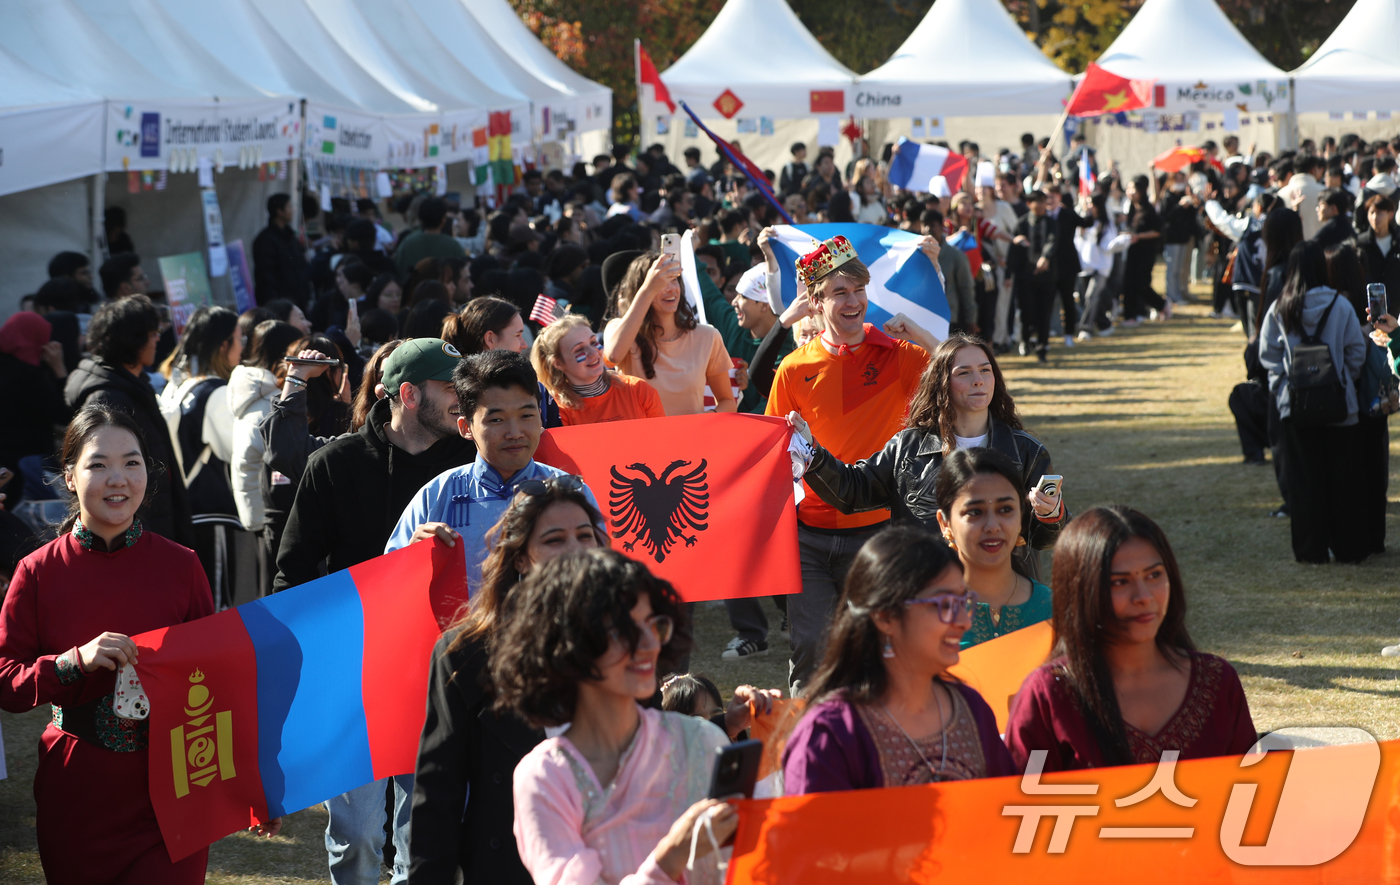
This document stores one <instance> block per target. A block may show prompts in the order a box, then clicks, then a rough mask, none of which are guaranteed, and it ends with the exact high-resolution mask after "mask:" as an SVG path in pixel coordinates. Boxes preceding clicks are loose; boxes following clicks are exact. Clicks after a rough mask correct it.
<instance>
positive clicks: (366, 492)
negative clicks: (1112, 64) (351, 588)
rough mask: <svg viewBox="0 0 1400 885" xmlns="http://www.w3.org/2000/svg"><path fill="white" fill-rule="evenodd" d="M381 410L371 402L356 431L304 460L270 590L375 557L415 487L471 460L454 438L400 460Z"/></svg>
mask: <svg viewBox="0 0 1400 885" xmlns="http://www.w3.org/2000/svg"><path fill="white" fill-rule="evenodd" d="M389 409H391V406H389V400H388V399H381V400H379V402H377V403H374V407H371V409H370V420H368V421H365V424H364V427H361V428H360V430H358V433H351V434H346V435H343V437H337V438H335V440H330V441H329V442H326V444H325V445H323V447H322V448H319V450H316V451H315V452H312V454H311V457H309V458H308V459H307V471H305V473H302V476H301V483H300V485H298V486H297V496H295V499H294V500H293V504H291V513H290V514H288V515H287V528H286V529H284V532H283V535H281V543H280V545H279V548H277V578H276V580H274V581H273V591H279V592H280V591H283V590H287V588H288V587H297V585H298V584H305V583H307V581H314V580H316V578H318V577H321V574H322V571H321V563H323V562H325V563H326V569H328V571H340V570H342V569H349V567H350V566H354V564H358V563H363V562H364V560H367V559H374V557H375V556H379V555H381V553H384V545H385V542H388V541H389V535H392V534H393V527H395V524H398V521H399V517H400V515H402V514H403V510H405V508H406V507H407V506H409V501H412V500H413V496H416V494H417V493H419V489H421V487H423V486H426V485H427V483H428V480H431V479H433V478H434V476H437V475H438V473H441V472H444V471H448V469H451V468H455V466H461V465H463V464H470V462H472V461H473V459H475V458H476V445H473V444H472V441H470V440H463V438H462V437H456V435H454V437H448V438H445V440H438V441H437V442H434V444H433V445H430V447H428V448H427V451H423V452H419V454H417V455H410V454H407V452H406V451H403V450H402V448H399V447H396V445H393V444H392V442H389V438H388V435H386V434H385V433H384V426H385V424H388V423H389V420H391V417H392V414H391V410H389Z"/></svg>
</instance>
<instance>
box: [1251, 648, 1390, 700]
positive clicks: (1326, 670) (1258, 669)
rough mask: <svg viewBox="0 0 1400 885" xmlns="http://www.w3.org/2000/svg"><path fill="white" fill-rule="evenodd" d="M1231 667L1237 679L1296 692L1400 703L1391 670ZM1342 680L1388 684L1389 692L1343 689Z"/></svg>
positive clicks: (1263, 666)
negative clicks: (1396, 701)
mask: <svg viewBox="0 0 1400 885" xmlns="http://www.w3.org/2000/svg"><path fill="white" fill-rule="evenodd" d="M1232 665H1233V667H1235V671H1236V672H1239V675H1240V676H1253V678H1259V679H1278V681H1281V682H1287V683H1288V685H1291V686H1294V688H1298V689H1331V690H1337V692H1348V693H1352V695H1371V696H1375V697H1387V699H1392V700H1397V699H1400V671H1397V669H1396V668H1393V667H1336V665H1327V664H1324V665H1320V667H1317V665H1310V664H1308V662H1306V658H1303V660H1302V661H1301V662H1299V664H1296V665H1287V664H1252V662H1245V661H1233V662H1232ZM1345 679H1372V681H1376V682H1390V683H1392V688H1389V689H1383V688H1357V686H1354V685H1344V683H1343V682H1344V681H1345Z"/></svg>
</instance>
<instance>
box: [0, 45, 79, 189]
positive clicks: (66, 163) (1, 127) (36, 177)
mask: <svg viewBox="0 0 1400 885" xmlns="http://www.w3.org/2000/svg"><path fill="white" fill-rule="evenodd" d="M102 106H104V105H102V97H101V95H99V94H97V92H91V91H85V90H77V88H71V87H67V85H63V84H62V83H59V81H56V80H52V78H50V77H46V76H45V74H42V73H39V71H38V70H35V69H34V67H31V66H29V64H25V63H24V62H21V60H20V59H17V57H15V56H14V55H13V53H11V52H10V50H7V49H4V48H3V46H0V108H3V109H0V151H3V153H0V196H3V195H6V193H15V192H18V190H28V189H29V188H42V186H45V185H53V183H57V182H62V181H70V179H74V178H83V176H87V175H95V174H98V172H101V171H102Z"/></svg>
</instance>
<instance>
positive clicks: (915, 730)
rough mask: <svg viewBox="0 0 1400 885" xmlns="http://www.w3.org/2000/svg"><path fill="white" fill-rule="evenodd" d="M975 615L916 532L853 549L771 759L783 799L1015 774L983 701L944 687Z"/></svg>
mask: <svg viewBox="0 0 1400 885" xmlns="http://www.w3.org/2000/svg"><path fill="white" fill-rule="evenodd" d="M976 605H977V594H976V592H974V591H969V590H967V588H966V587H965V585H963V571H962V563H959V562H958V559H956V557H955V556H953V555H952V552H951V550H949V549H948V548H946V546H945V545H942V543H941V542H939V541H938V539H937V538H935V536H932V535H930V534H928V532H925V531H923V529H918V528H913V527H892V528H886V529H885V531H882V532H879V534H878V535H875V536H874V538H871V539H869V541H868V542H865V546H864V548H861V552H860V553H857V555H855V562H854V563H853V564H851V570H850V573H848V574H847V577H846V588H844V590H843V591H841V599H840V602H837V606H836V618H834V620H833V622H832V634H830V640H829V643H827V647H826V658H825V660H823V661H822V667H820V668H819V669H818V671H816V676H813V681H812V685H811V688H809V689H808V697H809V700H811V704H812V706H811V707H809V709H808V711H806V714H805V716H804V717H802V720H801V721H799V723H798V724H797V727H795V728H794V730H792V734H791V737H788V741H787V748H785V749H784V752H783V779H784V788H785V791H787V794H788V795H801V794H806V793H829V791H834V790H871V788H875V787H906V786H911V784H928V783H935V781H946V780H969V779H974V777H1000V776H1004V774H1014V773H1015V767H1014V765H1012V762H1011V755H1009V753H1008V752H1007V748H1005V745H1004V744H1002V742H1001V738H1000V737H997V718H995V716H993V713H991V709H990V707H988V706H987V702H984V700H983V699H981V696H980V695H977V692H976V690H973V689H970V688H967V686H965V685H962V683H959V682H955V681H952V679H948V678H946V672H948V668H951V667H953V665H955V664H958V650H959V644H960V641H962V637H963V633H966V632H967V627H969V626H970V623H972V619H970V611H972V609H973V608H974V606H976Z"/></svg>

------------------------------------

» Activity
Restate the entries above word for word, minus the pictures.

» Answer to this problem
This document stores one <instance> block per target. A block may show prompts in the order a box, then clicks, then a rough mask, none of which are guaranteed, and it ends with the exact high-resolution mask after "mask:" as an SVG path in pixel coordinates. Boxes preceding clicks are loose; boxes following clicks are exact. Clicks after a rough mask correct it.
<instance>
positive clicks: (366, 492)
negative clicks: (1112, 64) (351, 588)
rough mask: <svg viewBox="0 0 1400 885" xmlns="http://www.w3.org/2000/svg"><path fill="white" fill-rule="evenodd" d="M381 410L371 402L356 431L304 460L270 590L375 557L415 487L471 460L454 438L400 460Z"/></svg>
mask: <svg viewBox="0 0 1400 885" xmlns="http://www.w3.org/2000/svg"><path fill="white" fill-rule="evenodd" d="M389 409H391V406H389V400H388V399H381V400H379V402H377V403H374V407H371V409H370V420H368V421H365V424H364V427H361V428H360V430H358V433H351V434H346V435H343V437H337V438H335V440H330V441H329V442H326V444H325V445H323V447H322V448H319V450H316V451H315V452H312V454H311V457H309V458H308V459H307V471H305V473H302V476H301V483H300V485H298V486H297V496H295V499H294V500H293V504H291V513H290V514H288V515H287V528H286V529H284V532H283V535H281V543H280V545H279V548H277V578H276V580H274V581H273V591H279V592H280V591H283V590H287V588H288V587H297V585H298V584H305V583H307V581H314V580H316V578H318V577H321V574H322V571H321V563H323V562H325V563H326V569H328V571H340V570H342V569H349V567H350V566H354V564H358V563H363V562H364V560H367V559H374V557H375V556H379V555H381V553H384V545H385V542H388V541H389V535H392V534H393V527H395V524H398V521H399V517H400V515H402V514H403V510H405V508H406V507H407V506H409V501H412V500H413V496H416V494H417V493H419V489H421V487H423V486H426V485H427V483H428V480H431V479H433V478H434V476H437V475H438V473H441V472H444V471H448V469H451V468H455V466H461V465H463V464H470V462H472V461H473V459H475V458H476V445H473V444H472V441H470V440H463V438H462V437H456V435H454V437H448V438H445V440H438V441H437V442H434V444H433V445H430V447H428V448H427V451H423V452H419V454H417V455H410V454H407V452H406V451H403V450H402V448H399V447H396V445H393V444H392V442H389V438H388V435H386V434H385V433H384V426H385V424H388V423H389V420H391V417H392V414H391V410H389Z"/></svg>
</instance>
<instance>
box: [1251, 648, 1390, 700]
positive clicks: (1326, 670) (1258, 669)
rough mask: <svg viewBox="0 0 1400 885" xmlns="http://www.w3.org/2000/svg"><path fill="white" fill-rule="evenodd" d="M1231 667L1237 679L1296 692L1400 703L1391 670ZM1342 680L1388 684L1389 692L1343 689Z"/></svg>
positive clicks: (1263, 666)
negative clicks: (1396, 701)
mask: <svg viewBox="0 0 1400 885" xmlns="http://www.w3.org/2000/svg"><path fill="white" fill-rule="evenodd" d="M1232 665H1233V667H1235V671H1236V672H1239V675H1240V676H1253V678H1259V679H1278V681H1281V682H1287V683H1288V685H1291V686H1294V688H1298V689H1331V690H1337V692H1348V693H1352V695H1371V696H1375V697H1387V699H1392V700H1397V699H1400V671H1397V669H1396V668H1393V667H1336V665H1327V664H1324V665H1320V667H1317V665H1310V664H1308V662H1306V658H1303V660H1302V661H1301V662H1299V664H1296V665H1287V664H1252V662H1245V661H1233V662H1232ZM1345 679H1372V681H1376V682H1390V683H1392V688H1389V689H1383V688H1357V686H1354V685H1344V683H1343V682H1344V681H1345Z"/></svg>
</instance>
<instance>
box: [0, 45, 79, 189]
positive clicks: (66, 163) (1, 127) (36, 177)
mask: <svg viewBox="0 0 1400 885" xmlns="http://www.w3.org/2000/svg"><path fill="white" fill-rule="evenodd" d="M102 106H104V105H102V97H101V95H99V94H97V92H91V91H85V90H77V88H71V87H67V85H63V84H62V83H59V81H56V80H52V78H50V77H46V76H45V74H42V73H39V71H38V70H35V69H34V67H31V66H29V64H25V63H24V62H21V60H20V59H17V57H15V56H14V55H13V53H11V52H10V50H7V49H4V48H3V46H0V108H3V109H0V151H3V153H0V196H3V195H6V193H15V192H18V190H28V189H29V188H42V186H45V185H53V183H57V182H62V181H70V179H74V178H83V176H87V175H95V174H98V172H101V171H102Z"/></svg>
</instance>
<instance>
positive clicks: (915, 730)
rough mask: <svg viewBox="0 0 1400 885" xmlns="http://www.w3.org/2000/svg"><path fill="white" fill-rule="evenodd" d="M975 615L916 532L853 549L771 759L783 799L1015 774L983 701L944 687Z"/></svg>
mask: <svg viewBox="0 0 1400 885" xmlns="http://www.w3.org/2000/svg"><path fill="white" fill-rule="evenodd" d="M976 605H977V594H976V592H974V591H969V590H967V588H966V587H965V585H963V571H962V563H959V562H958V559H956V557H955V556H953V555H952V552H951V550H949V549H948V548H946V546H945V545H942V543H941V542H939V541H938V539H937V538H935V536H932V535H930V534H928V532H925V531H923V529H918V528H913V527H892V528H886V529H885V531H882V532H879V534H878V535H875V536H874V538H871V539H869V541H868V542H865V546H864V548H861V552H860V553H857V555H855V562H854V563H853V564H851V570H850V573H848V574H847V577H846V588H844V590H843V591H841V599H840V602H837V606H836V618H834V620H833V622H832V634H830V640H829V643H827V647H826V658H825V660H823V661H822V667H820V668H819V669H818V671H816V676H813V681H812V685H811V688H809V689H808V697H809V700H811V704H812V706H811V707H809V709H808V711H806V714H805V716H804V717H802V720H801V721H799V723H798V724H797V727H795V728H794V730H792V734H791V737H788V741H787V748H785V749H784V752H783V779H784V788H785V791H787V794H788V795H801V794H806V793H829V791H834V790H871V788H875V787H906V786H911V784H928V783H935V781H946V780H969V779H974V777H1000V776H1004V774H1014V773H1015V767H1014V765H1012V762H1011V755H1009V753H1008V752H1007V748H1005V745H1004V744H1002V742H1001V738H1000V737H997V718H995V716H993V713H991V709H990V707H988V706H987V702H984V700H983V699H981V696H980V695H977V692H976V690H973V689H970V688H967V686H965V685H962V683H959V682H955V681H952V679H948V678H946V672H948V668H951V667H953V665H955V664H958V650H959V644H960V641H962V637H963V633H966V632H967V627H969V626H970V623H972V619H970V611H972V609H973V608H974V606H976Z"/></svg>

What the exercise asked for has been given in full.